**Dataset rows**

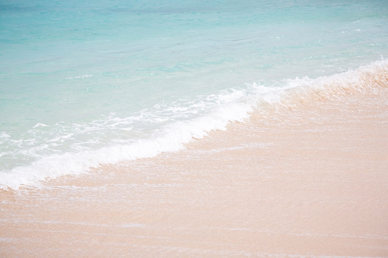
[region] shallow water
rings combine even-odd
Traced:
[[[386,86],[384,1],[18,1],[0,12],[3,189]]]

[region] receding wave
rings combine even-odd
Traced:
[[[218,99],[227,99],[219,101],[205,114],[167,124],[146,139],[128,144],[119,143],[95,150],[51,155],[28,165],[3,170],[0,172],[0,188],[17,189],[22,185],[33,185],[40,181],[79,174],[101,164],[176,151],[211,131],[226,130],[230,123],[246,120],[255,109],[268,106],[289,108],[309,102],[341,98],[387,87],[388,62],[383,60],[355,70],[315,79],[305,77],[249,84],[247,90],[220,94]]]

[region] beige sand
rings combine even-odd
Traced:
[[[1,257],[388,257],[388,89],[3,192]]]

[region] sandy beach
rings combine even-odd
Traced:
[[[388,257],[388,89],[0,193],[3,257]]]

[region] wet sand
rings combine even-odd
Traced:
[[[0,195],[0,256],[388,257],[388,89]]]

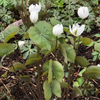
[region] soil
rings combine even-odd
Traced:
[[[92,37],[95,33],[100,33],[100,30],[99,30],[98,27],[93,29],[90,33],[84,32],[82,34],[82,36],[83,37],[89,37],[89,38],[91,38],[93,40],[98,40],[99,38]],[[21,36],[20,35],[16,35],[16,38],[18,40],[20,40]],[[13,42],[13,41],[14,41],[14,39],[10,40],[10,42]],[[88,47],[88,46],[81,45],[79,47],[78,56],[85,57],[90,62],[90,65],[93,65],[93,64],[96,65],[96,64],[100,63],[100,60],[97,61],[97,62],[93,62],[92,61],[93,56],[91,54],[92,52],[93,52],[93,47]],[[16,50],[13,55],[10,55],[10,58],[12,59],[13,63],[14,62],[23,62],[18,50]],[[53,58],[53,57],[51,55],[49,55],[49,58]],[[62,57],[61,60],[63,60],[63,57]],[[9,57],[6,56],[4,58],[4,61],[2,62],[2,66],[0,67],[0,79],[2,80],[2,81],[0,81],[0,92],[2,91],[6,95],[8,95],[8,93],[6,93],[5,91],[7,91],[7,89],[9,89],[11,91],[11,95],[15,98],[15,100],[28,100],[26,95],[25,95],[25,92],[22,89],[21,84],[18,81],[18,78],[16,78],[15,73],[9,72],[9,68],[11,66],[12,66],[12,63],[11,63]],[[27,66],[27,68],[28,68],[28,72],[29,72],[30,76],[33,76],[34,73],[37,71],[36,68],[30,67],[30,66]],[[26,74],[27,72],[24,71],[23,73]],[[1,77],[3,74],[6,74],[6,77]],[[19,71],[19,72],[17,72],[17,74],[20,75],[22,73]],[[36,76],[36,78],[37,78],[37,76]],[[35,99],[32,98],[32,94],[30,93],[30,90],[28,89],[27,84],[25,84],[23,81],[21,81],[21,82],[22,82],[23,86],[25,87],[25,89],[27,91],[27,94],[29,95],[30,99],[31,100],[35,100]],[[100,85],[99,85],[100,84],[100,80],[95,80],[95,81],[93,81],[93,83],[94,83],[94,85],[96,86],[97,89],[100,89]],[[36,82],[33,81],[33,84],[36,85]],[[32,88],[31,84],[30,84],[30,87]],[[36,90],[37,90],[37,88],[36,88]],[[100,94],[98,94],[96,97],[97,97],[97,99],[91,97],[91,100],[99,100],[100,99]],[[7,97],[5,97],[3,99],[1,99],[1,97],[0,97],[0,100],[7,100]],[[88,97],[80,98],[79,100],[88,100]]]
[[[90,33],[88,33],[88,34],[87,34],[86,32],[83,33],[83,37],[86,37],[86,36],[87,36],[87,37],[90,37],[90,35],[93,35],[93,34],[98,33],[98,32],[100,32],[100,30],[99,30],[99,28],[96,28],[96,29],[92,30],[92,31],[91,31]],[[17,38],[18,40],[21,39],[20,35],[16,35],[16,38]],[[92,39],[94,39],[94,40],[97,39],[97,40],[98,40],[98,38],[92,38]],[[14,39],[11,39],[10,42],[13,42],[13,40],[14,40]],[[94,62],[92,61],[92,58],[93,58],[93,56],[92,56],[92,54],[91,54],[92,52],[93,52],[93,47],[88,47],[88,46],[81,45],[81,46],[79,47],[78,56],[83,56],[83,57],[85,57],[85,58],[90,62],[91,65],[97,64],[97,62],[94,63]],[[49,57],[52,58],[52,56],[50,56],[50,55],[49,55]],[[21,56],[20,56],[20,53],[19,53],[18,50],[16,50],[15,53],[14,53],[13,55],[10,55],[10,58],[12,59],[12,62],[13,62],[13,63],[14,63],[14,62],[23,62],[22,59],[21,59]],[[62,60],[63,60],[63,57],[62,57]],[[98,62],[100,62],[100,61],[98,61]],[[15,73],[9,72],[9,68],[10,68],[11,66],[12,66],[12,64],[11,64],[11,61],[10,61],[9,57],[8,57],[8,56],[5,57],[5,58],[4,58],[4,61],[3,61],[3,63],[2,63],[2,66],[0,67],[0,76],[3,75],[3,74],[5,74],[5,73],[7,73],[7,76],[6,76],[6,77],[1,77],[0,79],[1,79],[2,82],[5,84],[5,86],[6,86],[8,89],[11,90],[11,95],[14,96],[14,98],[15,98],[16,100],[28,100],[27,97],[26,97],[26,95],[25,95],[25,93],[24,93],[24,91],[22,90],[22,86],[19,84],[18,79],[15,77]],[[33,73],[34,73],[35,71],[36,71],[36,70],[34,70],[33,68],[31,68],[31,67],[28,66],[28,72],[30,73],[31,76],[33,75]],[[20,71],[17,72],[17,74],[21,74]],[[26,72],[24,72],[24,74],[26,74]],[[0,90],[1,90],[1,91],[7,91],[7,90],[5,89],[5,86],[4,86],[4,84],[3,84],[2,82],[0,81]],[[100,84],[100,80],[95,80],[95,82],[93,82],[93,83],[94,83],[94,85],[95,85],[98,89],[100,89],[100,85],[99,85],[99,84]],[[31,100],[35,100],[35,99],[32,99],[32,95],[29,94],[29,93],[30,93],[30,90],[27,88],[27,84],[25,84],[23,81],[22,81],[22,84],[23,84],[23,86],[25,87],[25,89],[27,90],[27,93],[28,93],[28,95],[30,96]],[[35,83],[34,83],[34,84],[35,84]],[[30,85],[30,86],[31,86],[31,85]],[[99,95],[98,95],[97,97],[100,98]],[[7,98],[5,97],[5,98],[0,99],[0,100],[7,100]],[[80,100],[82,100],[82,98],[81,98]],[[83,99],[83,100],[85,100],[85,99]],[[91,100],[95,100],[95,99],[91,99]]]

**Exercise directions**
Quote every item above word for word, leaving out the pictures.

**Answer**
[region] shallow water
rings combine even-odd
Traced:
[[[386,86],[384,1],[18,1],[0,12],[3,189]]]

[region] receding wave
rings combine even-odd
Traced:
[[[218,99],[227,99],[219,101],[205,114],[167,124],[146,139],[128,144],[119,143],[95,150],[51,155],[28,165],[3,170],[0,172],[0,188],[17,189],[22,185],[33,185],[40,181],[79,174],[101,164],[176,151],[211,131],[226,130],[230,123],[246,120],[255,109],[268,106],[289,108],[309,102],[341,98],[387,87],[388,62],[383,60],[355,70],[315,79],[305,77],[249,84],[247,90],[220,94]]]

[region] beige sand
rings combine even-odd
Traced:
[[[1,257],[388,257],[388,89],[3,192]]]

[region] sandy beach
rings combine even-odd
Traced:
[[[388,257],[388,89],[0,193],[3,257]]]

[region] wet sand
rings combine even-odd
Traced:
[[[0,195],[0,256],[388,257],[388,89]]]

[region] soil
rings combine even-odd
Traced:
[[[92,37],[95,33],[100,33],[100,30],[99,30],[98,27],[93,29],[90,33],[84,32],[82,34],[82,36],[83,37],[89,37],[89,38],[91,38],[93,40],[98,40],[99,38]],[[21,36],[20,35],[16,35],[16,38],[18,40],[20,40]],[[13,42],[13,41],[14,41],[14,39],[10,40],[10,42]],[[88,47],[88,46],[81,45],[79,47],[78,56],[85,57],[90,62],[90,65],[93,65],[93,64],[96,65],[96,64],[100,63],[100,60],[97,61],[97,62],[93,62],[92,61],[93,56],[91,54],[92,52],[93,52],[93,47]],[[16,50],[13,55],[10,55],[10,58],[12,59],[13,63],[14,62],[23,62],[18,50]],[[53,58],[53,57],[51,55],[49,55],[49,58]],[[62,57],[61,60],[63,60],[63,57]],[[9,57],[6,56],[4,58],[4,61],[2,62],[2,66],[0,67],[0,79],[2,80],[2,81],[0,81],[0,92],[2,91],[6,95],[8,95],[8,93],[6,93],[5,91],[7,91],[7,89],[9,89],[11,91],[11,95],[15,98],[15,100],[28,100],[26,95],[25,95],[25,92],[22,89],[21,84],[18,81],[18,78],[16,78],[15,73],[9,72],[9,68],[11,66],[12,66],[12,63],[11,63]],[[27,66],[27,68],[28,68],[28,72],[29,72],[30,76],[33,76],[34,73],[37,71],[36,68],[30,67],[30,66]],[[26,74],[27,72],[24,71],[23,73]],[[1,77],[3,74],[6,74],[6,77]],[[19,71],[19,72],[17,72],[17,74],[20,75],[22,73]],[[36,76],[36,78],[37,78],[37,76]],[[35,99],[32,98],[32,94],[30,93],[30,90],[28,89],[27,84],[25,84],[23,81],[21,81],[21,82],[22,82],[23,86],[25,87],[25,89],[27,91],[27,94],[29,95],[30,99],[31,100],[35,100]],[[100,85],[99,85],[100,84],[100,80],[95,80],[95,81],[93,81],[93,83],[94,83],[94,85],[96,86],[97,89],[100,89]],[[36,82],[33,81],[33,84],[36,85]],[[32,88],[31,84],[30,84],[30,87]],[[36,90],[37,90],[37,88],[36,88]],[[100,94],[98,94],[96,97],[97,97],[97,99],[91,97],[91,100],[99,100],[100,99]],[[7,97],[5,97],[3,99],[1,99],[1,97],[0,97],[0,100],[7,100]],[[88,97],[80,98],[79,100],[88,100]]]
[[[90,33],[88,33],[88,34],[87,34],[86,32],[83,33],[83,37],[86,37],[86,36],[87,36],[87,37],[90,37],[90,35],[93,35],[93,34],[98,33],[98,32],[100,32],[100,30],[99,30],[99,28],[96,28],[96,29],[92,30],[92,31],[91,31]],[[17,38],[18,40],[21,39],[20,35],[16,35],[16,38]],[[92,39],[94,39],[94,40],[97,39],[97,40],[98,40],[98,38],[92,38]],[[14,39],[11,39],[10,42],[13,42],[13,40],[14,40]],[[94,62],[92,61],[92,58],[93,58],[93,56],[92,56],[92,54],[91,54],[92,52],[93,52],[93,47],[88,47],[88,46],[81,45],[81,46],[79,47],[78,56],[83,56],[83,57],[85,57],[85,58],[90,62],[91,65],[97,64],[97,62],[94,63]],[[49,57],[52,58],[52,56],[50,56],[50,55],[49,55]],[[21,56],[20,56],[20,53],[19,53],[18,50],[16,50],[15,53],[14,53],[13,55],[10,55],[10,58],[12,59],[12,62],[13,62],[13,63],[14,63],[14,62],[23,62],[22,59],[21,59]],[[62,60],[63,60],[63,57],[62,57]],[[98,62],[100,62],[100,61],[98,61]],[[15,73],[9,72],[9,68],[10,68],[11,66],[12,66],[12,64],[11,64],[11,61],[10,61],[9,57],[8,57],[8,56],[5,57],[5,58],[4,58],[4,61],[3,61],[3,63],[2,63],[2,66],[0,67],[0,76],[3,75],[3,74],[5,74],[5,73],[7,73],[7,76],[6,76],[6,77],[1,77],[0,79],[1,79],[2,82],[5,84],[5,86],[6,86],[8,89],[11,90],[11,95],[14,96],[14,98],[15,98],[16,100],[28,100],[27,97],[26,97],[26,95],[25,95],[25,93],[24,93],[24,91],[22,90],[22,86],[19,84],[18,79],[15,77]],[[33,73],[34,73],[35,71],[36,71],[36,70],[34,70],[33,68],[31,68],[31,67],[28,66],[28,72],[30,73],[31,76],[33,75]],[[20,71],[17,72],[17,74],[21,74]],[[26,72],[24,72],[24,74],[26,74]],[[0,90],[1,90],[1,91],[7,91],[7,90],[5,89],[5,86],[4,86],[4,84],[3,84],[2,82],[0,81]],[[100,84],[100,80],[95,80],[95,82],[93,82],[93,83],[94,83],[94,85],[95,85],[98,89],[100,89],[100,85],[99,85],[99,84]],[[31,100],[35,100],[35,99],[32,99],[32,95],[29,94],[29,93],[30,93],[30,90],[27,88],[27,84],[25,84],[23,81],[22,81],[22,84],[23,84],[23,86],[25,87],[25,89],[27,90],[27,93],[28,93],[28,95],[30,96]],[[35,83],[34,83],[34,84],[35,84]],[[30,85],[30,86],[31,86],[31,85]],[[99,95],[98,95],[97,97],[100,98]],[[7,98],[5,97],[5,98],[0,99],[0,100],[7,100]],[[80,100],[82,100],[82,98],[81,98]],[[83,99],[83,100],[85,100],[85,99]],[[91,100],[95,100],[95,99],[91,99]]]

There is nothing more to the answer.